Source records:
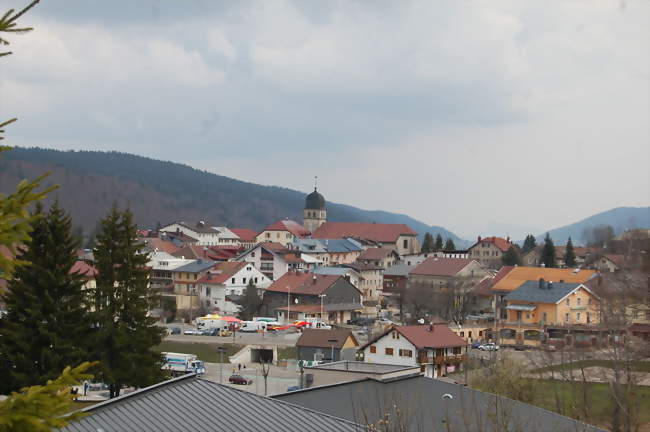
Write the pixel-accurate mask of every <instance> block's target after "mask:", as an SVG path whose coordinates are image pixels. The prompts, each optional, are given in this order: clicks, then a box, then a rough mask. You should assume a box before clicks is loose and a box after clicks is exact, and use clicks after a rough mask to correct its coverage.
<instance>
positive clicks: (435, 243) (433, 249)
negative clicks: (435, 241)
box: [433, 233, 443, 250]
mask: <svg viewBox="0 0 650 432" xmlns="http://www.w3.org/2000/svg"><path fill="white" fill-rule="evenodd" d="M442 247H443V243H442V236H441V235H440V233H438V235H436V243H435V244H434V246H433V250H442Z"/></svg>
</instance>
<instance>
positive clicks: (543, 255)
mask: <svg viewBox="0 0 650 432" xmlns="http://www.w3.org/2000/svg"><path fill="white" fill-rule="evenodd" d="M542 263H544V266H545V267H549V268H552V267H557V263H556V261H555V245H554V244H553V240H552V239H551V236H550V235H549V234H548V233H546V237H544V248H543V249H542Z"/></svg>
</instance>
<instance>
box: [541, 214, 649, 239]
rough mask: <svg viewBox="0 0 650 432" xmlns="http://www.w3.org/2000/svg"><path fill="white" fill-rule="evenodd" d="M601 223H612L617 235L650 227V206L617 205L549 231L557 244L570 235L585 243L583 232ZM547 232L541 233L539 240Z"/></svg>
mask: <svg viewBox="0 0 650 432" xmlns="http://www.w3.org/2000/svg"><path fill="white" fill-rule="evenodd" d="M599 225H611V226H612V227H613V228H614V232H615V234H616V235H618V234H620V233H622V232H623V231H625V230H627V229H634V228H650V207H617V208H614V209H611V210H607V211H604V212H601V213H597V214H595V215H593V216H590V217H588V218H586V219H583V220H581V221H579V222H576V223H573V224H571V225H566V226H563V227H560V228H556V229H553V230H550V231H549V234H550V235H551V238H552V239H553V241H554V242H555V244H560V245H563V244H566V242H567V240H568V238H569V236H570V237H571V239H572V240H573V241H574V242H576V243H583V233H584V232H585V231H586V230H589V229H591V228H594V227H596V226H599ZM545 235H546V234H545V233H544V234H540V235H539V236H538V241H539V240H542V239H543V238H544V236H545Z"/></svg>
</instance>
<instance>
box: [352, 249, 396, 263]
mask: <svg viewBox="0 0 650 432" xmlns="http://www.w3.org/2000/svg"><path fill="white" fill-rule="evenodd" d="M391 252H393V249H388V248H368V249H366V250H365V251H363V252H362V253H361V255H359V256H358V257H357V260H361V261H362V260H383V259H385V258H386V257H387V256H388V255H390V254H391Z"/></svg>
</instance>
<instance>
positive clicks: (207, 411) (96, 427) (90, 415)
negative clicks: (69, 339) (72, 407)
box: [62, 375, 362, 432]
mask: <svg viewBox="0 0 650 432" xmlns="http://www.w3.org/2000/svg"><path fill="white" fill-rule="evenodd" d="M83 411H84V412H86V413H89V414H90V415H89V416H87V417H84V418H82V419H81V420H79V421H76V422H73V423H70V424H69V425H68V426H67V427H65V428H64V429H62V430H63V431H66V432H77V431H83V432H97V431H103V432H129V431H138V432H149V431H151V432H167V431H170V432H172V431H173V432H179V431H192V432H202V431H206V432H208V431H264V432H275V431H277V432H287V431H288V432H305V431H308V430H309V431H323V432H325V431H327V432H329V431H344V432H346V431H355V432H358V431H361V430H362V428H361V426H360V425H358V424H355V423H353V422H350V421H348V420H344V419H340V418H337V417H333V416H331V415H328V414H323V413H320V412H316V411H313V410H311V409H309V408H304V407H301V406H297V405H293V404H290V403H287V402H283V401H280V400H275V399H270V398H266V397H263V396H257V395H255V394H253V393H248V392H245V391H243V390H238V389H235V388H232V387H228V386H225V385H221V384H217V383H213V382H210V381H206V380H203V379H200V378H197V377H196V376H194V375H186V376H183V377H180V378H176V379H173V380H169V381H165V382H163V383H160V384H157V385H155V386H151V387H148V388H145V389H142V390H139V391H137V392H134V393H130V394H126V395H124V396H121V397H119V398H115V399H112V400H108V401H106V402H103V403H100V404H98V405H94V406H91V407H89V408H86V409H84V410H83Z"/></svg>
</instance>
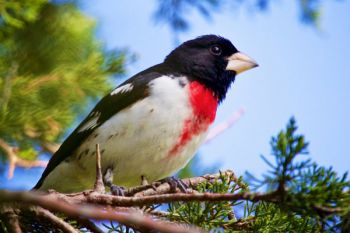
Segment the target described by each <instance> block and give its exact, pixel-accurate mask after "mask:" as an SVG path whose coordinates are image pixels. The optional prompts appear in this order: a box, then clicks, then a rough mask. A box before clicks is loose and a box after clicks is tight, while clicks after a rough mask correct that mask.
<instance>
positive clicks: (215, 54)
mask: <svg viewBox="0 0 350 233" xmlns="http://www.w3.org/2000/svg"><path fill="white" fill-rule="evenodd" d="M210 52H211V53H212V54H213V55H216V56H219V55H221V52H222V50H221V47H220V46H219V45H213V46H211V47H210Z"/></svg>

**Work required**
Repeat the records from their start up to and including the line with "positive clicks: (435, 243) (433, 249)", switching "rough mask" to "coarse mask" and changing nothing else. Leave the pictures out.

**Worked solution**
Write the pixel-accurate mask of every <instance> block's target after "mask:", as an SVG path whose coordinates are image pixels. The prompts, each optional, are given in this order: clicks, then a box, then a coarse mask. You should assume a box before clicks is loose and a box after clicks is exact, and use clicks after a coarse mask to correct its coverage.
<instance>
positive clicks: (435, 243) (433, 249)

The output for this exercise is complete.